* **TASK INSTRUCTIONS**: Go through the records below and return each line that has "window" in it.
Segment Start: THE RECORDS
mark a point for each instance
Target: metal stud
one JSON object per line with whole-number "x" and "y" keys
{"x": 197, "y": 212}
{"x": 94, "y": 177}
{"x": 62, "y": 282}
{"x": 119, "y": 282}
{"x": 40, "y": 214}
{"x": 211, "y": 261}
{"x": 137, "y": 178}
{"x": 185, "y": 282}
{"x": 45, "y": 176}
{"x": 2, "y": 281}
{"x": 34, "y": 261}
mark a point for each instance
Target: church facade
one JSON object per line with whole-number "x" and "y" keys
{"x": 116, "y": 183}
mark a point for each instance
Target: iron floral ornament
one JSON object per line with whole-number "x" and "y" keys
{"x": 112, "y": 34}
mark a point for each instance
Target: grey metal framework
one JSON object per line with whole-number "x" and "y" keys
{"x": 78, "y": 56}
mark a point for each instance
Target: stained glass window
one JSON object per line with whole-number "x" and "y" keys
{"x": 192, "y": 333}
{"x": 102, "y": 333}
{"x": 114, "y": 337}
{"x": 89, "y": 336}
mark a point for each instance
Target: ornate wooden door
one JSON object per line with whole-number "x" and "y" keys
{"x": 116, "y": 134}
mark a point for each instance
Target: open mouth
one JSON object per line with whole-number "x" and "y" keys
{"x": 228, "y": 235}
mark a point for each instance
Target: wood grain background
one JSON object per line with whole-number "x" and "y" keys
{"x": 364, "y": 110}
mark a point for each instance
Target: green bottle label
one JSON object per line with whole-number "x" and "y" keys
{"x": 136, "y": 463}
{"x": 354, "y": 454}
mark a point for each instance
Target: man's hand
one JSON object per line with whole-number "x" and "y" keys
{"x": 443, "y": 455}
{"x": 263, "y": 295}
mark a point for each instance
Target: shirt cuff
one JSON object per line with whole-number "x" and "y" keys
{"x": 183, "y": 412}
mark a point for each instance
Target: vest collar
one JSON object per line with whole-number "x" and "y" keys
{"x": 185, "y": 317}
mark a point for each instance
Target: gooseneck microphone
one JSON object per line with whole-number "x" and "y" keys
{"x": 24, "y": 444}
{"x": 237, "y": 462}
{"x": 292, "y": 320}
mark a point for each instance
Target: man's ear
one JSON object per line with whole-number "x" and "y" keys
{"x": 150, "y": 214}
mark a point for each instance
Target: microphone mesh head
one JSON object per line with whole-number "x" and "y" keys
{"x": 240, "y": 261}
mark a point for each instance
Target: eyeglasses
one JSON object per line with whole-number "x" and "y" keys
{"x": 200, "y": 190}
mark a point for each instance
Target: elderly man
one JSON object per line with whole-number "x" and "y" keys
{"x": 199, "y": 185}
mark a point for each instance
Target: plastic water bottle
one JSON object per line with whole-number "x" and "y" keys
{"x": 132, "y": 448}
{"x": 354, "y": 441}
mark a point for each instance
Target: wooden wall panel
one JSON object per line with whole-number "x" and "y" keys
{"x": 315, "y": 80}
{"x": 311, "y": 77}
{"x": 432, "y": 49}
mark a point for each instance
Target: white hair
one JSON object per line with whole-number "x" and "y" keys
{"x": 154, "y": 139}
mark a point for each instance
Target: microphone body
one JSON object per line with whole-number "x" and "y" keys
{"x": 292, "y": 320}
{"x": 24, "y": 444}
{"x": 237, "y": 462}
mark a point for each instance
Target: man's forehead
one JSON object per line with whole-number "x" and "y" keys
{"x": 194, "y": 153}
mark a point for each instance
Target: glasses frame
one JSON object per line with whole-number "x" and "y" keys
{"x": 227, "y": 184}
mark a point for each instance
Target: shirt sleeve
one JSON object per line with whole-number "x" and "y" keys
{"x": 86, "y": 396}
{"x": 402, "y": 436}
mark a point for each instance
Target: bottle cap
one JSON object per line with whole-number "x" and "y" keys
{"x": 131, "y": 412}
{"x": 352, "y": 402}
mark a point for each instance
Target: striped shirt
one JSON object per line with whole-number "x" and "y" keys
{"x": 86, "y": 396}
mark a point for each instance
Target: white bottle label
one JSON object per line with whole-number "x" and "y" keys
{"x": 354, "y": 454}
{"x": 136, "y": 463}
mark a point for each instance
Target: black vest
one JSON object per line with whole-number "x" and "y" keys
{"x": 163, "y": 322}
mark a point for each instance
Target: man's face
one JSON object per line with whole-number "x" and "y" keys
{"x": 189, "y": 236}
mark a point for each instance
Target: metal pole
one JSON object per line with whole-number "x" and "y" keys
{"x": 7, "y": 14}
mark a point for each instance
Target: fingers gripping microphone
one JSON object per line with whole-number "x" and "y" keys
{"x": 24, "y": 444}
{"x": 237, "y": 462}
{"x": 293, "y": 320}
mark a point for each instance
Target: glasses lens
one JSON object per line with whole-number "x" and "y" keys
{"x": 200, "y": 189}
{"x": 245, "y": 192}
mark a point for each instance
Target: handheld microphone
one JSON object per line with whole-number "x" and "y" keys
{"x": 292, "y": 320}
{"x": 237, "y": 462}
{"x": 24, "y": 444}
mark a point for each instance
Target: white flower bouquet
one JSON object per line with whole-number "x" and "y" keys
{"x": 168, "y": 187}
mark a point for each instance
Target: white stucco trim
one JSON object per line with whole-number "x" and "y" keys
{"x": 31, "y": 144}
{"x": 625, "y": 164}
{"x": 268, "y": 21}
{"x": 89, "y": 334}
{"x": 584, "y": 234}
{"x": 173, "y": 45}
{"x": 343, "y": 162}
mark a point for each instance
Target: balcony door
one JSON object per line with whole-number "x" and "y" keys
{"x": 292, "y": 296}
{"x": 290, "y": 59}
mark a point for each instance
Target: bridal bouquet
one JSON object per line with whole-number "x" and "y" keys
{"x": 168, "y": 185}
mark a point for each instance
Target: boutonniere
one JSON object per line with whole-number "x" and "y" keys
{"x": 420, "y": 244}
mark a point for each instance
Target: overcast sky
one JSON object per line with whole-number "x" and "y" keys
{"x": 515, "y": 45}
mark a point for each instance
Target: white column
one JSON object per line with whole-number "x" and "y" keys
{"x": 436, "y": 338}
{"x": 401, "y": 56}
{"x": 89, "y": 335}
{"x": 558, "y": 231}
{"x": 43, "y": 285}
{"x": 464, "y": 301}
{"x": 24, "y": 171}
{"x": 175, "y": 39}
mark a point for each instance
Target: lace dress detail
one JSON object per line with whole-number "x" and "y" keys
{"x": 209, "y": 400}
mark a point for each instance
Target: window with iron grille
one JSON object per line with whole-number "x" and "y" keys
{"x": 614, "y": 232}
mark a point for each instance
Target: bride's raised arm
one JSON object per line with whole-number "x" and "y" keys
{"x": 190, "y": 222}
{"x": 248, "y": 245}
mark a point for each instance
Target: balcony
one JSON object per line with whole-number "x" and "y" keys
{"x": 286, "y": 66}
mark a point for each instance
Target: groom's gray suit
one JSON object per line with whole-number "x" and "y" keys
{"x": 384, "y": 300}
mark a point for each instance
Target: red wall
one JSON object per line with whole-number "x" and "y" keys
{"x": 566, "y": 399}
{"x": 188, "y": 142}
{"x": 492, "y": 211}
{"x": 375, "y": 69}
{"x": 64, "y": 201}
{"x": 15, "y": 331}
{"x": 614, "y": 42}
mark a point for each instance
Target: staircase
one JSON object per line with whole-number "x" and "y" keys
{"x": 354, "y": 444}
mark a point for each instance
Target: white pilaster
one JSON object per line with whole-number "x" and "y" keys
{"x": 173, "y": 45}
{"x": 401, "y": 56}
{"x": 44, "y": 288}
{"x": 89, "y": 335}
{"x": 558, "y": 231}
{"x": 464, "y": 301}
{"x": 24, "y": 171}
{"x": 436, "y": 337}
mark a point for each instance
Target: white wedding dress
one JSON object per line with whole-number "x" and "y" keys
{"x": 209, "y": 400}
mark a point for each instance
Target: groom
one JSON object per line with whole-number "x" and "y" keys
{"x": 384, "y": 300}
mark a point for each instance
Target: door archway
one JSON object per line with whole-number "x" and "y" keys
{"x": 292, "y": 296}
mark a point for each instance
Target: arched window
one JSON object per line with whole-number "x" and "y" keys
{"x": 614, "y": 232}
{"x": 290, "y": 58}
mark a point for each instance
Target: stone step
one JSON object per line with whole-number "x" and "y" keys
Segment End: THE RECORDS
* **RESPONSE BOX**:
Target: stained glass window
Target: window with iron grille
Target: arched window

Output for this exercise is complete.